**Questions on the material:**
1 – Decide whether each statement below agrees with the passage on Brexit. Answer yes or no for each, quoting the passage's deciding words: (a) Prof. Sison expects Brexit to encourage exit campaigns in the Netherlands, Germany and France. (b) Portfolio investments began leaving the Philippines in 2016. (c) Prof. Sison described the American and British mainstream media as instruments of monopoly capitalism.
2 – Copy the passage on Brexit word for word, starting at "He elaborated that" and continuing up to and including "and global capitalism.".

**Selected excerpt:**
Prof. Sison reiterated that there was always class politics and class struggle in major events like the British referendum that has resulted in ‘Brexit’.

“When revolutionaries fail to wage a successful class struggle, it is the monopoly bourgeoisie that succeeds in its class struggle against the proletariat and the entire ‘precariat’ (including unemployed and underemployed among the white collars from the so-called middle class),” he explained on the possible consequences of the failure to analyze class politics and to wage class struggle.

He candidly said that the American and British mainstream media were instruments of monopoly capitalism, especially of the financial oligarchy.  He also said that they obscured the root causes of the worsening economic and financial crisis and concentrated only on the advantages and disadvantages for British monopoly capitalism whether it leaves or stays in the EU.

“In fact, the proletarian and the rest of the people are suffering class oppression and exploitation, whether there is Brexit or not,” he added.

According to Prof. Sison, “There is yet no proletarian revolutionary party effectively leading the education, organization and mass mobilization of the people on the road of revolution.  Thus, rightwing parties and groups have stood out far more than the Left at the moment.”

“There are, however, left formations which can strive to take advantage of the crisis conditions that continue to worsen and incite the people to rebel,” he optimistically added.

“Brexit will inspire more nationalist and anti-immigrant parties and groups to press for exit from the EU in the still relatively more prosperous countries of Europe, like the Netherlands, Germany and France,” he explained on the possibly domino impact of the issue on the European geo-political and socio-economic landscape.

He elaborated that people in countries hard pressed by higher rates of unemployment, stagnation, austerity measures and foreign debt obligations, like Greece, Portugal, Spain and Italy could be led by the Left parties and movements against impositions by their local rulers, monopolies and foreign creditors.

Prof. Sison generally said that the Brexit have emerged as major symptom of the worsening economic and financial crisis of European and global capitalism.

“What can most easily affect the Philippines adversely is a possible reduction of Filipino migrant workers in EU and UK due to the inflow of refugees from the Middle East, Africa and South Asia and migrant workers from Eastern Europe, “ he pointed out on the issue’s repercussion on the Philippine socio-economic landscape.

He added that any major reduction in the remittance of overseas Filipino workers could aggravate the chronic economic crisis of the Philippines.

“Brexit is an indication of the worsening crisis of global capitalism and the unraveling of the neoliberal economic policy,” he generally said.

“In the Philippines, portfolio investments have started to flow out in 2014.  Foreign investments and credit for public and private construction, extractive industries, semi-manufacturing and commercial operations as well as remittances of overseas Filipino workers can fall drastically,” he stated on the issue’s impact on foreign investments in the Philippines.

He pointed out that the Aquino regime had gone into a nonproductive spending spree, incurring a huge public debt in the process.

Prof. Sison explained that the Duterte government was facing a worse economic and financial crisis in the Philippines and the world.  He also said that it might still attract foreign investments but these will grab the land and resources and take away super-profits from the sale of consumer products.

“If the Duterte government is willing, the Left movement can provide an immediately doable program of running and developing the Philippine  economy on a self-reliant basis, with the assurance of sufficient food production and rapid growth of national industry  and with a non-dominating  amount of investments and technology from a wide range of sources abroad.”

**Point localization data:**
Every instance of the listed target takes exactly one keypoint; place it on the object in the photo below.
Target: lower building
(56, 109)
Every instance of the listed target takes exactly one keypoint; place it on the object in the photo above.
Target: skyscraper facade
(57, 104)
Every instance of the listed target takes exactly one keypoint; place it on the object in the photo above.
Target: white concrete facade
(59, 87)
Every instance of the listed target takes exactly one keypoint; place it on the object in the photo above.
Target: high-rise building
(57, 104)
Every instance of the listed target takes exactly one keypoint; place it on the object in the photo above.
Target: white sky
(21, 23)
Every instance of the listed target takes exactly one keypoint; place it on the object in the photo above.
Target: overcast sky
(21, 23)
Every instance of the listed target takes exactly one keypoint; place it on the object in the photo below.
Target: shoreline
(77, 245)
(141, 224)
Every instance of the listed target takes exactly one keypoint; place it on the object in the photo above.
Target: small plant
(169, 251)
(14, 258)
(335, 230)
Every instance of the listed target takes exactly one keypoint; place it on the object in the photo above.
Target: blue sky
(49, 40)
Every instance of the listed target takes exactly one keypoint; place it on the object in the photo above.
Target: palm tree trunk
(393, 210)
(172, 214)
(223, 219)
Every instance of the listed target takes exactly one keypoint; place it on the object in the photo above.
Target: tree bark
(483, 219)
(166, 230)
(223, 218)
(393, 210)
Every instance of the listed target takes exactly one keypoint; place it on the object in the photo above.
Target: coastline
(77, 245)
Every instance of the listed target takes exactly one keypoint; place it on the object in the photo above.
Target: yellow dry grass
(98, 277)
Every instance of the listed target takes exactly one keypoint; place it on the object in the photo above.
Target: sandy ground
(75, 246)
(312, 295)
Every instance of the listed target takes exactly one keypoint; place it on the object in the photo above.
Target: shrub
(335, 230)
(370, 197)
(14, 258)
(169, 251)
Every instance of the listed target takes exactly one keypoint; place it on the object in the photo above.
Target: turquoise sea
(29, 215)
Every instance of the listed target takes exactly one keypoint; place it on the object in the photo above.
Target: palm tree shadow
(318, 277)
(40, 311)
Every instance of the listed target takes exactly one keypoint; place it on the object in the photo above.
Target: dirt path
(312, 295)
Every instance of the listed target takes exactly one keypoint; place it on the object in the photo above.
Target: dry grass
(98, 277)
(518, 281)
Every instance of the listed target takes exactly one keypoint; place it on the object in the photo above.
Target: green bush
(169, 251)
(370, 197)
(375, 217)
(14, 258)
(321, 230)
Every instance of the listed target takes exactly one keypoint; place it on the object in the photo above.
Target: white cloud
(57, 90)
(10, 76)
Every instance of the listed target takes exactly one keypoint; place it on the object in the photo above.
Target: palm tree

**Answers to each task:**
1 –
(a) Yes: "Brexit will inspire more nationalist and anti-immigrant parties and groups to press for exit from the EU in the still relatively more prosperous countries of Europe, like the Netherlands, Germany and France."
(b) No: "In the Philippines, portfolio investments have started to flow out in 2014."
(c) Yes: "He candidly said that the American and British mainstream media were instruments of monopoly capitalism, especially of the financial oligarchy."

2 –
He elaborated that people in countries hard pressed by higher rates of unemployment, stagnation, austerity measures and foreign debt obligations, like Greece, Portugal, Spain and Italy could be led by the Left parties and movements against impositions by their local rulers, monopolies and foreign creditors.

Prof. Sison generally said that the Brexit have emerged as major symptom of the worsening economic and financial crisis of European and global capitalism.